Your task: Copy out the data below, from the line that contains "light, one per instance" through the last line of the data, including both of those lines. Copy only those lines.

===== Dataset =====

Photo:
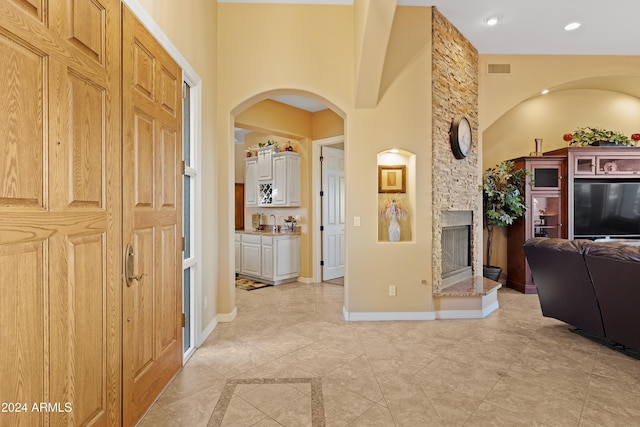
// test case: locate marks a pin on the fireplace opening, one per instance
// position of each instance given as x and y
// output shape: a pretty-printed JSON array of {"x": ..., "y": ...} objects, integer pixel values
[{"x": 456, "y": 247}]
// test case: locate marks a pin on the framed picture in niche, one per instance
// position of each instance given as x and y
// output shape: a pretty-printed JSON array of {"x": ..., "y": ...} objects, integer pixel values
[{"x": 392, "y": 179}]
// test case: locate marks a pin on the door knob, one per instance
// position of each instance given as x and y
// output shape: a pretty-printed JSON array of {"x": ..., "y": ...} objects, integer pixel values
[{"x": 128, "y": 266}]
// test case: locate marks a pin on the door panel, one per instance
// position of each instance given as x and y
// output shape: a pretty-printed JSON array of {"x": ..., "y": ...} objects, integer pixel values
[
  {"x": 333, "y": 213},
  {"x": 22, "y": 314},
  {"x": 22, "y": 78},
  {"x": 60, "y": 193},
  {"x": 152, "y": 217}
]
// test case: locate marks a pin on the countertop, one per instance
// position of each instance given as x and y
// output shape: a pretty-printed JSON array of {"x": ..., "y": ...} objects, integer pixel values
[{"x": 268, "y": 232}]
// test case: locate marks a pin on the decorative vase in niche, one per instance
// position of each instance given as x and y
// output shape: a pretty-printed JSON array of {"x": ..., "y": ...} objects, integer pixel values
[{"x": 394, "y": 229}]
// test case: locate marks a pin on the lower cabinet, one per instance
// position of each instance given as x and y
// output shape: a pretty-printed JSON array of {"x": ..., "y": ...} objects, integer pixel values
[{"x": 272, "y": 258}]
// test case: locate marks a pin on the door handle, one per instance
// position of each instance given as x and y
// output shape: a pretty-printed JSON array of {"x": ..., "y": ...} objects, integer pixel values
[{"x": 128, "y": 266}]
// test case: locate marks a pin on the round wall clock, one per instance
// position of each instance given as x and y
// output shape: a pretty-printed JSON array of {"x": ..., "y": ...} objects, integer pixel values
[{"x": 460, "y": 136}]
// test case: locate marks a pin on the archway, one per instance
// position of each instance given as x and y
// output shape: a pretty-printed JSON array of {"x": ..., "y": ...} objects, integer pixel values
[{"x": 265, "y": 117}]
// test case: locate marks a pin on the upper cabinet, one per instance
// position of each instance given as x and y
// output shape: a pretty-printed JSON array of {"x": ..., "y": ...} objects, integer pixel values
[{"x": 282, "y": 188}]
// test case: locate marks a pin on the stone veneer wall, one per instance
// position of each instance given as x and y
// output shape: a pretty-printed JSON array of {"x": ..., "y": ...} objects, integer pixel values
[{"x": 455, "y": 91}]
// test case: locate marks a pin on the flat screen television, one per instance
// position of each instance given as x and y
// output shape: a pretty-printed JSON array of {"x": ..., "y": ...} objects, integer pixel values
[{"x": 606, "y": 208}]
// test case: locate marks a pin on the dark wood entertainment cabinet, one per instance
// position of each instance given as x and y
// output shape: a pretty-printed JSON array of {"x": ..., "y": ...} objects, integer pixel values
[{"x": 550, "y": 199}]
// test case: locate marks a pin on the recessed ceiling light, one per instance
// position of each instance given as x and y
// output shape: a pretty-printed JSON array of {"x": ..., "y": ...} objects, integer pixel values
[
  {"x": 572, "y": 26},
  {"x": 493, "y": 20}
]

=====

Finished exercise:
// test case: locate marks a pin on the recessed ceiling light, one per instance
// position of each instance given as x and y
// output shape: a pretty-printed JSON array of {"x": ..., "y": ...} objects, integer pixel values
[
  {"x": 572, "y": 26},
  {"x": 493, "y": 20}
]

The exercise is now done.